Work task:
Write out exactly the lines below that run from the one containing "Expected: a single pin indicated on each instance of the open" through the one containing "Expected: a single pin indicated on each instance of the sky", both included, with no other lines.
┌────────
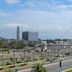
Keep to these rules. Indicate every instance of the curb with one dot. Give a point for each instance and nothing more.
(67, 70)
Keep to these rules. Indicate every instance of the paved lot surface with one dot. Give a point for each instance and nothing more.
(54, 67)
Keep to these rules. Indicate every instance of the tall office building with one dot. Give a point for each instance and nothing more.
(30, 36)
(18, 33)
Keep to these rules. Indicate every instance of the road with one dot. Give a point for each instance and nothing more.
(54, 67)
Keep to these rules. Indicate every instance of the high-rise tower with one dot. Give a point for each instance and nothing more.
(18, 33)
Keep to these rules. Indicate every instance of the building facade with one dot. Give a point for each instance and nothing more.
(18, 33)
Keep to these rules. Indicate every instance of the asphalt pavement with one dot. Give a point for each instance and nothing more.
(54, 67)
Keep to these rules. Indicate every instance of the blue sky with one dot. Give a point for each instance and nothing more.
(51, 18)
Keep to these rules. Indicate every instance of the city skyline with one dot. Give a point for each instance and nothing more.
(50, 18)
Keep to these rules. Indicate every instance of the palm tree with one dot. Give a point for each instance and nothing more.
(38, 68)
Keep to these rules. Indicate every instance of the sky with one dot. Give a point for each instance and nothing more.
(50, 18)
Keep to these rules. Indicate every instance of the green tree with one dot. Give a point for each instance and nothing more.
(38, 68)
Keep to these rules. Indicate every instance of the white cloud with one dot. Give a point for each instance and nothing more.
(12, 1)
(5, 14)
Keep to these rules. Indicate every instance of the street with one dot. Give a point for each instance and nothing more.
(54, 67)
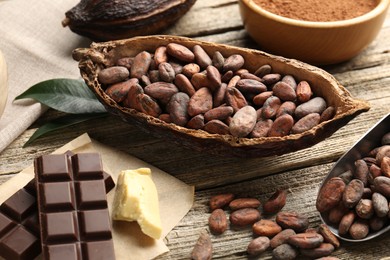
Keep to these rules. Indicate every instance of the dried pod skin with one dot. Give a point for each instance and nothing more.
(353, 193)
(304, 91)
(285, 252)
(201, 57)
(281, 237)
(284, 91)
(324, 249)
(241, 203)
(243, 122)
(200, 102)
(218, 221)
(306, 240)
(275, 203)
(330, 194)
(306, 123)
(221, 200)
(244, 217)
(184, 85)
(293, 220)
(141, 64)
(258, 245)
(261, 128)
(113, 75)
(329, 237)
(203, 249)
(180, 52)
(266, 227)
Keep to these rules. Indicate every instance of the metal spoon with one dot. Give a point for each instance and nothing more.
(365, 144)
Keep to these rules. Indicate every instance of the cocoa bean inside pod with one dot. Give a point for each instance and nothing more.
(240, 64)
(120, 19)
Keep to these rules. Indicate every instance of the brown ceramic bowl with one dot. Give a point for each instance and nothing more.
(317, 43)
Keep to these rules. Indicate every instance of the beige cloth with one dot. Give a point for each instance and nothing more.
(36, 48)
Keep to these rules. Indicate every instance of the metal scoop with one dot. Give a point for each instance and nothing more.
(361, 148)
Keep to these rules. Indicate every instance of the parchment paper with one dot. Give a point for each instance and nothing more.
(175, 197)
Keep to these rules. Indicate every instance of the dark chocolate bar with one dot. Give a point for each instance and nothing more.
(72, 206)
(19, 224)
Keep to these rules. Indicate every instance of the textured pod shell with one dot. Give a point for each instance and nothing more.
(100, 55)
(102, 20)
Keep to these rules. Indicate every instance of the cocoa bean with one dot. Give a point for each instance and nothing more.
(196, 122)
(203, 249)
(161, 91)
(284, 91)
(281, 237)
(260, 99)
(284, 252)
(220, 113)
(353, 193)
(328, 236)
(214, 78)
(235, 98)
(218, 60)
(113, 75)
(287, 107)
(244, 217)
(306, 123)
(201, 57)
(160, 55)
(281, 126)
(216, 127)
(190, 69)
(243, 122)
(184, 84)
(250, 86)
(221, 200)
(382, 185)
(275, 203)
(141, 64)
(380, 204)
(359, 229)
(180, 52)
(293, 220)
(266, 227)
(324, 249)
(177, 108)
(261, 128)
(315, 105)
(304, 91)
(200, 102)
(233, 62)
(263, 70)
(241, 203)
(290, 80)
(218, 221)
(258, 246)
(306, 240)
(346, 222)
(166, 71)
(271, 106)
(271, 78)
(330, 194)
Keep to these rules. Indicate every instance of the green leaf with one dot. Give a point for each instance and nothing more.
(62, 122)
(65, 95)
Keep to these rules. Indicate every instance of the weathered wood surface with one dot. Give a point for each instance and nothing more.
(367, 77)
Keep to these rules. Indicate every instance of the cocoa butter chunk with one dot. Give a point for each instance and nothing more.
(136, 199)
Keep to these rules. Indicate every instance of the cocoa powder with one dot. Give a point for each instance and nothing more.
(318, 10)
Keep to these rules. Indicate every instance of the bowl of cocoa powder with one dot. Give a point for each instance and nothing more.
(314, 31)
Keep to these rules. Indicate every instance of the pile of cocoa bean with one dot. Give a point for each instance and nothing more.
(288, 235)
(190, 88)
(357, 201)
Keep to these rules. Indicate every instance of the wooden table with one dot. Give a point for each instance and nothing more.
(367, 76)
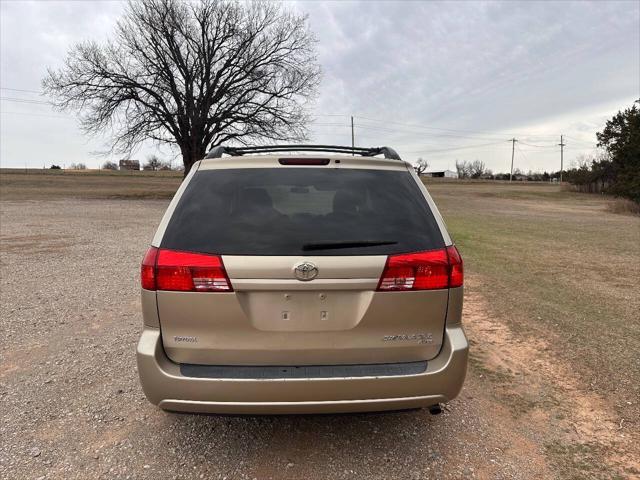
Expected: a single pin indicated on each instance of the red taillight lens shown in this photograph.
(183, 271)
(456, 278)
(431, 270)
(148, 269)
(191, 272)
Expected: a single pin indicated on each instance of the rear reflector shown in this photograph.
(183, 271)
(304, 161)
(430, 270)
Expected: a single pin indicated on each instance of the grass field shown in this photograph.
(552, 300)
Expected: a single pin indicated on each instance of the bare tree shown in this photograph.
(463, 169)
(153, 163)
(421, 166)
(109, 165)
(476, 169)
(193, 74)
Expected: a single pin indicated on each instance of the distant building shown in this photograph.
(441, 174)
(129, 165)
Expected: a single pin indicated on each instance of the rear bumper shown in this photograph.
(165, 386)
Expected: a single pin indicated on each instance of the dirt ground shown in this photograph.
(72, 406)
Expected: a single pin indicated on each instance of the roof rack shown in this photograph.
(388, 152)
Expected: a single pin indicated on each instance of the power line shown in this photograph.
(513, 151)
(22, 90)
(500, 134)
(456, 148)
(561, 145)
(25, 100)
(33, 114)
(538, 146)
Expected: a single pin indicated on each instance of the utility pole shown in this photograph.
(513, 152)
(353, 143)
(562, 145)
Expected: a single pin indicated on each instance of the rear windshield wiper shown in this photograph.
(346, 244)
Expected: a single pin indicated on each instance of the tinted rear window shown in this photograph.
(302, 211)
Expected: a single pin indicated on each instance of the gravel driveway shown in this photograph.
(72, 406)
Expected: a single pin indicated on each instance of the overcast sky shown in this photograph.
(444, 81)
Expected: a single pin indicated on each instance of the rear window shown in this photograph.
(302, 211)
└────────
┌────────
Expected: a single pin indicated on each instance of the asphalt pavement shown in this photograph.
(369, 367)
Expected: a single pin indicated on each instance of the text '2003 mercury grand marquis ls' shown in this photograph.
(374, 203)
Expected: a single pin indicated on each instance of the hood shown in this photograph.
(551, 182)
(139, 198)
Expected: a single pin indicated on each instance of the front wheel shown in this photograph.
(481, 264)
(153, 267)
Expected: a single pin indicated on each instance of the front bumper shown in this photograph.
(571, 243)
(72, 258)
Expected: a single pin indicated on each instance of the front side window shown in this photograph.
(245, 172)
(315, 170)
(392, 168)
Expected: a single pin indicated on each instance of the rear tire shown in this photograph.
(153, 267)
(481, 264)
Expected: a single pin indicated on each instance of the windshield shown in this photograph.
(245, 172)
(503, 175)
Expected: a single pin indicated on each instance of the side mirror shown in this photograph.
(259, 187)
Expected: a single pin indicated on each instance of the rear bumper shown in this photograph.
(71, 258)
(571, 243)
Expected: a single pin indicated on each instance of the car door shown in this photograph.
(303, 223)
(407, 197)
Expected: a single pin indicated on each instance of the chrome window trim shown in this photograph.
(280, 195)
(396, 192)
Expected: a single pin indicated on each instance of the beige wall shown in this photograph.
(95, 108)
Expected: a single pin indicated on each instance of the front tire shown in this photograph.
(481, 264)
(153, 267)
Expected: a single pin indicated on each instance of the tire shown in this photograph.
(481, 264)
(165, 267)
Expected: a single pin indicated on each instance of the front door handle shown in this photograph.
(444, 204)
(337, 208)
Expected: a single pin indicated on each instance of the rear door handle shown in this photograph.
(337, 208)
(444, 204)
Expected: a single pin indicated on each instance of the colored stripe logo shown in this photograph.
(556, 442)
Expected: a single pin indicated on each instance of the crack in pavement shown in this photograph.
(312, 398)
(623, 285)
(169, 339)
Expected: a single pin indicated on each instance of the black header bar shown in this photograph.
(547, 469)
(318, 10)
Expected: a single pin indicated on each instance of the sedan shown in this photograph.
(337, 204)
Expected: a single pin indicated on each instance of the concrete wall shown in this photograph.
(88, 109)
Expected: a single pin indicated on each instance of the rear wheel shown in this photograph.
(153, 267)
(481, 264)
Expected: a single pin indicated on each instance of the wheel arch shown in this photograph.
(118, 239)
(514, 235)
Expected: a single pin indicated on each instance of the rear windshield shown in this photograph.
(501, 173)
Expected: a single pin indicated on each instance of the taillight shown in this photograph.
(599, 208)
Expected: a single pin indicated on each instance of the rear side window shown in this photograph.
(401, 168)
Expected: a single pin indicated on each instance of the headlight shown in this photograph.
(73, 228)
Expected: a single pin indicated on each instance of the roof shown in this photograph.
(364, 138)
└────────
┌────────
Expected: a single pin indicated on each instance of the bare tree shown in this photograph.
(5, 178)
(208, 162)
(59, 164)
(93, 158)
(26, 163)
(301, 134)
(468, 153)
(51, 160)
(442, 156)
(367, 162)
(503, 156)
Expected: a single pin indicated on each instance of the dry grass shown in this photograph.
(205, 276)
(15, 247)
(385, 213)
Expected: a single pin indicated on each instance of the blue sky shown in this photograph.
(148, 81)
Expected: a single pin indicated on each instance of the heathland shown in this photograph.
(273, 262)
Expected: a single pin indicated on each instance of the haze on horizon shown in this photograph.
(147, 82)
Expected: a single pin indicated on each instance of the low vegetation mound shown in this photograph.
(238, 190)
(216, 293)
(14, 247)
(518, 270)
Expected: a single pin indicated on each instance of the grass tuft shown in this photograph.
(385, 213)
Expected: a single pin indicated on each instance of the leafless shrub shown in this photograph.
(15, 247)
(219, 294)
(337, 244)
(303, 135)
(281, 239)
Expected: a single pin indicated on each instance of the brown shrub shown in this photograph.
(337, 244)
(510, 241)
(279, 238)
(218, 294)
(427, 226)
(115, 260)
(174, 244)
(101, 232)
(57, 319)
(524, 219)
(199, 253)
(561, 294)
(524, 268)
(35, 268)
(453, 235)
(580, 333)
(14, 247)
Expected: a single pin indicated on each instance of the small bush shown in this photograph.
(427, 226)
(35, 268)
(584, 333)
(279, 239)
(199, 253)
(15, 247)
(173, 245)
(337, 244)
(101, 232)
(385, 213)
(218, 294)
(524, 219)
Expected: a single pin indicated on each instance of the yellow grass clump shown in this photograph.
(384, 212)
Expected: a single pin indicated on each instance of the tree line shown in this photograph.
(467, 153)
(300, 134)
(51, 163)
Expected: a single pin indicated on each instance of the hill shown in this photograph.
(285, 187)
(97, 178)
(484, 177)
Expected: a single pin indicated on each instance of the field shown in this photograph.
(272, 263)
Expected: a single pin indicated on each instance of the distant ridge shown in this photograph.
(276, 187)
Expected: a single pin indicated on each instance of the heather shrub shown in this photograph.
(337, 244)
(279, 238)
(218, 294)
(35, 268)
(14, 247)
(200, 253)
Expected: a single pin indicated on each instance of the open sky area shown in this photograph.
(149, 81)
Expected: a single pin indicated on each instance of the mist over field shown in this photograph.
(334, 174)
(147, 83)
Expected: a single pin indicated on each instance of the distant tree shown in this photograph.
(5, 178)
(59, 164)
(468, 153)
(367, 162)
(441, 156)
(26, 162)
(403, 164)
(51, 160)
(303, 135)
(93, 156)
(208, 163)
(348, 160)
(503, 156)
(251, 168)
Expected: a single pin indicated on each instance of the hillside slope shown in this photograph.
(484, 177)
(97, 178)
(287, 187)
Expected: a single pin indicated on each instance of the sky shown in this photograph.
└────────
Worked solution:
Expected: a single pin indicated on each instance of the open sky area shown in this photograph.
(149, 81)
Expected: a single pin indicated on each instance of the mist over field shown in this photograph.
(334, 174)
(147, 83)
Expected: a single pin indicated on each instance of the distant tree shown in this photograph.
(5, 178)
(59, 164)
(468, 153)
(367, 162)
(441, 156)
(26, 162)
(403, 164)
(51, 160)
(303, 135)
(93, 156)
(208, 163)
(348, 160)
(503, 156)
(251, 168)
Expected: a single pin indicated on each instance of the hillside slope shown in this photograph.
(484, 177)
(97, 178)
(287, 187)
Expected: a single pin indicated on each instance of the sky shown in this photograph.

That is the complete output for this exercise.